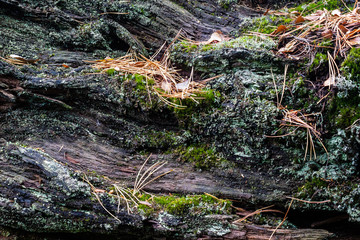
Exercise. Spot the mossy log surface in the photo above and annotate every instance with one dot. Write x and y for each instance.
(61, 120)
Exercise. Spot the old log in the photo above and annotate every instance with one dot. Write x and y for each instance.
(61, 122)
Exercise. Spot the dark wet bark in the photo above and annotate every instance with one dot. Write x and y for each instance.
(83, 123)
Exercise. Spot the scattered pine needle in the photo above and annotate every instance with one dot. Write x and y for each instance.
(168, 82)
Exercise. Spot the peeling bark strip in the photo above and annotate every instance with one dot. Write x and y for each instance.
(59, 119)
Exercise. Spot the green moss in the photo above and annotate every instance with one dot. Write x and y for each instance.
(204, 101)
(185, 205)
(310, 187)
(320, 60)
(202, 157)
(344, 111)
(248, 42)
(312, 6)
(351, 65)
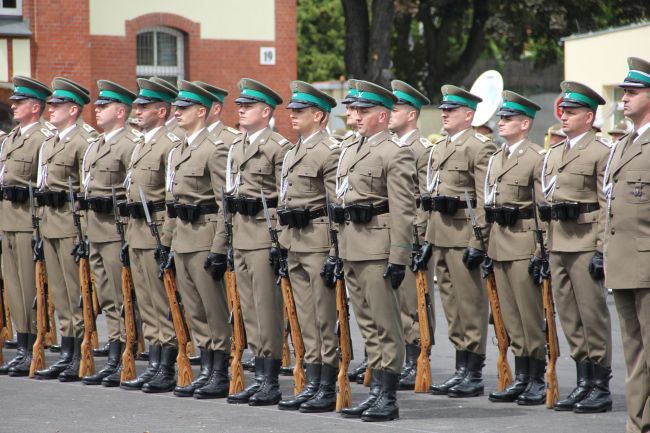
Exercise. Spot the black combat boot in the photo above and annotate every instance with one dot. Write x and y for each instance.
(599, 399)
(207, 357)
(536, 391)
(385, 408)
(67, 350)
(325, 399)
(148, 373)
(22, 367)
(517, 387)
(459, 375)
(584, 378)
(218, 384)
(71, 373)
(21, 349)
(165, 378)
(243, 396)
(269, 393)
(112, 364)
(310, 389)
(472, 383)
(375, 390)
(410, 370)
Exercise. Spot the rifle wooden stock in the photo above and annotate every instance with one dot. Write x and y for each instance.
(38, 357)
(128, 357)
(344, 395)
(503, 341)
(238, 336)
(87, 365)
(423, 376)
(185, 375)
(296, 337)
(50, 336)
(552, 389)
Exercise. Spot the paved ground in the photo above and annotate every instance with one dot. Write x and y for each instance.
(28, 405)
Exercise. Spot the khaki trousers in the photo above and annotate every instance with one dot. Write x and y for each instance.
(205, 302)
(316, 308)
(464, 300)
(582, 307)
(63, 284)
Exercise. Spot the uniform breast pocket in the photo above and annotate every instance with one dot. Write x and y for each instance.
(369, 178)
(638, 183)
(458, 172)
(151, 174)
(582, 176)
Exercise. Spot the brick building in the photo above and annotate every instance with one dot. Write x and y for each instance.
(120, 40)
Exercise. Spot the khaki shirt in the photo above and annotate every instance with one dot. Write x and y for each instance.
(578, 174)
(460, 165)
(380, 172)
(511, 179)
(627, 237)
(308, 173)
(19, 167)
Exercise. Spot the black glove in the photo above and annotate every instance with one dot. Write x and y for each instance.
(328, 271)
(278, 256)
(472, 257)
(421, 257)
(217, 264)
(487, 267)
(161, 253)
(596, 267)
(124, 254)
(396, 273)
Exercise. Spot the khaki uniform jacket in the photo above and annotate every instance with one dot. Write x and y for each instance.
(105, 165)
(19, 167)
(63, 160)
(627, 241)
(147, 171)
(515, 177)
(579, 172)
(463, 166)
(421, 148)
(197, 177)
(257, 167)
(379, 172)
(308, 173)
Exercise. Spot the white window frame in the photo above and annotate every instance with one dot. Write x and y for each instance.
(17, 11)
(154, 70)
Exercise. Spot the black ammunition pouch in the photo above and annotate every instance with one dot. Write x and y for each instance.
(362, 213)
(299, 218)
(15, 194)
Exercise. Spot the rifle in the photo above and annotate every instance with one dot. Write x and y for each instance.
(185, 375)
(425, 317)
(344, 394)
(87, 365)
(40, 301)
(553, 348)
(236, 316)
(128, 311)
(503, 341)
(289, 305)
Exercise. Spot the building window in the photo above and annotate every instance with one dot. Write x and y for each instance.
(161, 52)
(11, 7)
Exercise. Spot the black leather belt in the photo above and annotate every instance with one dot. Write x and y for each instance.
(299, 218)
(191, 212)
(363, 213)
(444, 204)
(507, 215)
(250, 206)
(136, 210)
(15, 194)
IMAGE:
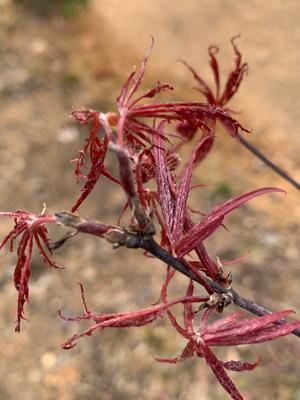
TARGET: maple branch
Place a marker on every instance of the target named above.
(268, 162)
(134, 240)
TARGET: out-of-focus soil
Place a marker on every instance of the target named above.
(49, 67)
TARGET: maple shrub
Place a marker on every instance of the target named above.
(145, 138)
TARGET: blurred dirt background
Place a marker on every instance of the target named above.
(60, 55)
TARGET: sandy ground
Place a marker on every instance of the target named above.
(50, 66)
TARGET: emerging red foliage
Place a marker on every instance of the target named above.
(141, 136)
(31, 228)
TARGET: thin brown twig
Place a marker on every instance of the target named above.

• [EXERCISE INSTRUCTIONS]: Copy out the records word for word, starting at the line that contains "TARGET: out-of-focus soil" and continuing through the last line of the records, with both ends included.

• [FULL ANSWER]:
TARGET: out-of-focus soil
Place a marker on every instance of the target named above.
(49, 67)
TARGET: maple shrub
Place a marker on every instance of the target named above.
(145, 138)
TARGET: blurred dirt background
Place a marker on every instance of the target named above.
(60, 55)
TARGET: sandy ground
Place a marker on every instance of the target named above.
(50, 66)
TARGET: emerging red foliage
Place a marker on every instance of the target named above.
(141, 136)
(31, 228)
TARGET: thin brown twig
Place a marker on every instance of the target named above.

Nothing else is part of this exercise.